## WRITTEN TASK 1
Copy out the rows word for word, from the first line of the rows through the line containing "box: [56, 163, 200, 200]", with both ends included and the pictures omitted.

## PASSAGE

A report published by the US Office of Inspector General (OIG) revealed that threat actors breached the servers of US Census Bureau on January 11, 2020, exploiting an unpatched Citrix ADC zero-day flaw.
The servers were used to provide the Bureau with remote-access capabilities for its enterprise staff to access the production, development, and lab networks. The report states that the servers did not provide access to 2020 decennial census networks, this means that the attacker did not interfere with the results of the census.
“The exploit was partially successful, in that the attacker modified user account data on the systems to prepare for remote code execution. However, the attacker’s attempts to maintain access to the system by creating a backdoor into the affected servers were unsuccessful.” states the report published by Office of Inspector General.
The flaw was disclosed by Citrix in December 2019, the experts explained that it could be exploited by attackers to access company networks.
The CVE-2019-19781 vulnerability was discovered by Mikhail Klyuchnikov from Positive Technologies.
In January 2020, Citrix announced permanent fixes for this remote code execution vulnerability.
While security researchers were warning of ongoing scans for Citrix Application Delivery Controller (NetScaler ADC) and Citrix Gateway (NetScaler Gateway) servers affected by the CVE-2019-19781 vulnerability, many experts announced the availability online of proof-of-concept exploit code ([1, 2]).
Researchers at MDSsec published technical details of the vulnerability along with a video that shows the exploit they have developed, but they decided to not release it to avoid miscreants use it in the wild.
The report states that the US Census Bureau’s servers were compromised immediately after the availability of PoC exploits in the wild. The report reveals that the Bureau was able to discover the intrusion until January 28, 2020, more than 2 weeks later.

## SOURCE RECORDS
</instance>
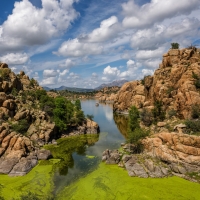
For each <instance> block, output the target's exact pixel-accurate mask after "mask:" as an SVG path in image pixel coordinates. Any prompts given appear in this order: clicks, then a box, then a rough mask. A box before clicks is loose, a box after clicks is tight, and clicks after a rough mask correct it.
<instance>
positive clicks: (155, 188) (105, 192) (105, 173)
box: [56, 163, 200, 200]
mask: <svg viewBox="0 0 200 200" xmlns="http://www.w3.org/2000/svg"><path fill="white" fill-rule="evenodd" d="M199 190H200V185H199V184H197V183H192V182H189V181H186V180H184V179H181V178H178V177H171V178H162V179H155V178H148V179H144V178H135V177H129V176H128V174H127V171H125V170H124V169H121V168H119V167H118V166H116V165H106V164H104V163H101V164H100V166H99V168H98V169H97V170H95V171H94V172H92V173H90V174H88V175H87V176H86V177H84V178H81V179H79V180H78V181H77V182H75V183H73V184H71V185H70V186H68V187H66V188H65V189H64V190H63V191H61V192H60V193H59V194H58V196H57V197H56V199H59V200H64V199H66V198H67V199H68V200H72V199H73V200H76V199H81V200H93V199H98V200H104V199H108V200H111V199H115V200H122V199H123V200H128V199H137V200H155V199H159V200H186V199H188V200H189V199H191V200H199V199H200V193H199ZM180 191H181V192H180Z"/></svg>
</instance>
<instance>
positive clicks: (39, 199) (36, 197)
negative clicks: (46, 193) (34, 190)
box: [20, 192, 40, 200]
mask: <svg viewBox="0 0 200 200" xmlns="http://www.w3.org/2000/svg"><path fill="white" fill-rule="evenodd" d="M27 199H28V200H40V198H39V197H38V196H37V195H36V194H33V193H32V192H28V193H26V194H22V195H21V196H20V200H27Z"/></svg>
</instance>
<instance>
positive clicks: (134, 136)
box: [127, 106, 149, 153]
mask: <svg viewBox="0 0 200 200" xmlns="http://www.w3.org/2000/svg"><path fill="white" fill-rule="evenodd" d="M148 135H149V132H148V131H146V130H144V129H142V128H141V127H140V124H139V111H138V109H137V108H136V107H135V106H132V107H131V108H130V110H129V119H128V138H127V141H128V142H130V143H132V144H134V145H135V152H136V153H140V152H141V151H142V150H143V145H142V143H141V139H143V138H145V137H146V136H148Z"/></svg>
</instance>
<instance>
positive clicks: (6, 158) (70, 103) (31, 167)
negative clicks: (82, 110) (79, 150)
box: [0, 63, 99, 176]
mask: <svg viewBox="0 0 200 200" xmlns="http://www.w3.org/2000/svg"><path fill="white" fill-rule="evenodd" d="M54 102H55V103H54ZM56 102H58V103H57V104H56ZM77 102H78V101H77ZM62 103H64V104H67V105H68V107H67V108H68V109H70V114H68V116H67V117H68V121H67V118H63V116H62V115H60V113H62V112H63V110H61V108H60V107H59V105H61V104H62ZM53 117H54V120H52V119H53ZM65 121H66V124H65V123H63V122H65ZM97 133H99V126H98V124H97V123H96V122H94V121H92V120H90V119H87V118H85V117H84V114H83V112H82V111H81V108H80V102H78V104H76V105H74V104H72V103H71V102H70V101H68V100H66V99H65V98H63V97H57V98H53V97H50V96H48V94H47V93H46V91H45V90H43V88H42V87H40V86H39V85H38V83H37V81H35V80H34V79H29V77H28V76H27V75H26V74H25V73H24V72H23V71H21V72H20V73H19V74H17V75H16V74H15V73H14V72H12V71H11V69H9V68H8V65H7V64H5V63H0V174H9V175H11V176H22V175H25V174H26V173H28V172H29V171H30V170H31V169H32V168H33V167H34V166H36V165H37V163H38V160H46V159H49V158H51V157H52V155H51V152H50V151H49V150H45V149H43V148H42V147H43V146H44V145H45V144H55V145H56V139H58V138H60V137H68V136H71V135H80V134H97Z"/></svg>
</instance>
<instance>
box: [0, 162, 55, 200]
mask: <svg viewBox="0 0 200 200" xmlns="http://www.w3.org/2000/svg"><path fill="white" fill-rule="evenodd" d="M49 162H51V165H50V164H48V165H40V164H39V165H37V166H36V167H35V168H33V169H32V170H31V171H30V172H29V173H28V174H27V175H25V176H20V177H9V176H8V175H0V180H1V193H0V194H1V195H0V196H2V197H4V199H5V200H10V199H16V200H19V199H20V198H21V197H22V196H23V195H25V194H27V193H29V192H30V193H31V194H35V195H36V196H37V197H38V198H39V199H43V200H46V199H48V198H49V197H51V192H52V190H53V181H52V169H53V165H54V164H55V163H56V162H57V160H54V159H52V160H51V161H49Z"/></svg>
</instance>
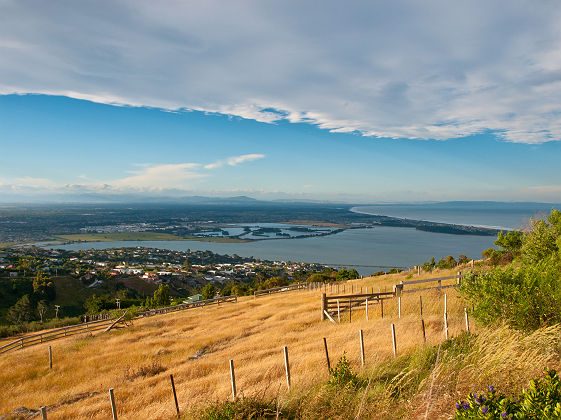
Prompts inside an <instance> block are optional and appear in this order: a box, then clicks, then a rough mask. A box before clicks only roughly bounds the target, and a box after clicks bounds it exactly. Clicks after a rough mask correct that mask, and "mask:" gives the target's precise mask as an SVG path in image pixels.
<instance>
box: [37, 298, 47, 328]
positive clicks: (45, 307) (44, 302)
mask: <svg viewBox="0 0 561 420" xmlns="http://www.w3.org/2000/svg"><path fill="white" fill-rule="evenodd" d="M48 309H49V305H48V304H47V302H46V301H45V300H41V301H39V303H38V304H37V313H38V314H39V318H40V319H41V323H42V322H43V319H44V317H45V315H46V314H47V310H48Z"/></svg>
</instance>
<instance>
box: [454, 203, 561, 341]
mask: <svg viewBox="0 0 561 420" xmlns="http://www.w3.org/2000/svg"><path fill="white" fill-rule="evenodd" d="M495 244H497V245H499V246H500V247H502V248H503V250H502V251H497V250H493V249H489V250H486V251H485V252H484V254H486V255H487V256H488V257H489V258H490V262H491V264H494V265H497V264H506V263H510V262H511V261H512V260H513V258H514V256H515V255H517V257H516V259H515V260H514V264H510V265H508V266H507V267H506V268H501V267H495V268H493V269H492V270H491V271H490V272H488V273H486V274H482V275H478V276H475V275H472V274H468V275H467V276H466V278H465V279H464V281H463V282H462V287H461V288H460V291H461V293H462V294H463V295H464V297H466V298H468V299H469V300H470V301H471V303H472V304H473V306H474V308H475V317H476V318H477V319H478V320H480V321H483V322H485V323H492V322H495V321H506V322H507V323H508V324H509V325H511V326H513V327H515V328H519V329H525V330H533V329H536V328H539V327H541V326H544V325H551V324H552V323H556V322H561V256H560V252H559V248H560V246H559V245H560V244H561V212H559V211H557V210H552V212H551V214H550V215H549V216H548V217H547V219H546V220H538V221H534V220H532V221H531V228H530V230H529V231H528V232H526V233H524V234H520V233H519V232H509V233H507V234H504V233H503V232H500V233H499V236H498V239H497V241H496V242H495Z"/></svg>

## WRITTEN TASK 2
Answer these from the passage on the Census Bureau breach:
(a) On what date did threat actors breach the Census Bureau's servers?
(b) Who discovered the CVE-2019-19781 vulnerability?
(c) When did Citrix announce permanent fixes for the vulnerability?

## RESULT 1
</instance>
For each <instance> block, output the target's exact pixel-accurate mask after "mask:" as an SVG path in image pixel coordinates. Any prompts given appear in this order: clicks, then a box, then a rough mask. A box before clicks is loose, a box after clicks is tight, and clicks after a rough mask correct it.
<instance>
positive clicks: (155, 188) (105, 192) (105, 173)
box: [56, 163, 200, 200]

## RESULT 2
(a) January 11, 2020
(b) Mikhail Klyuchnikov from Positive Technologies
(c) January 2020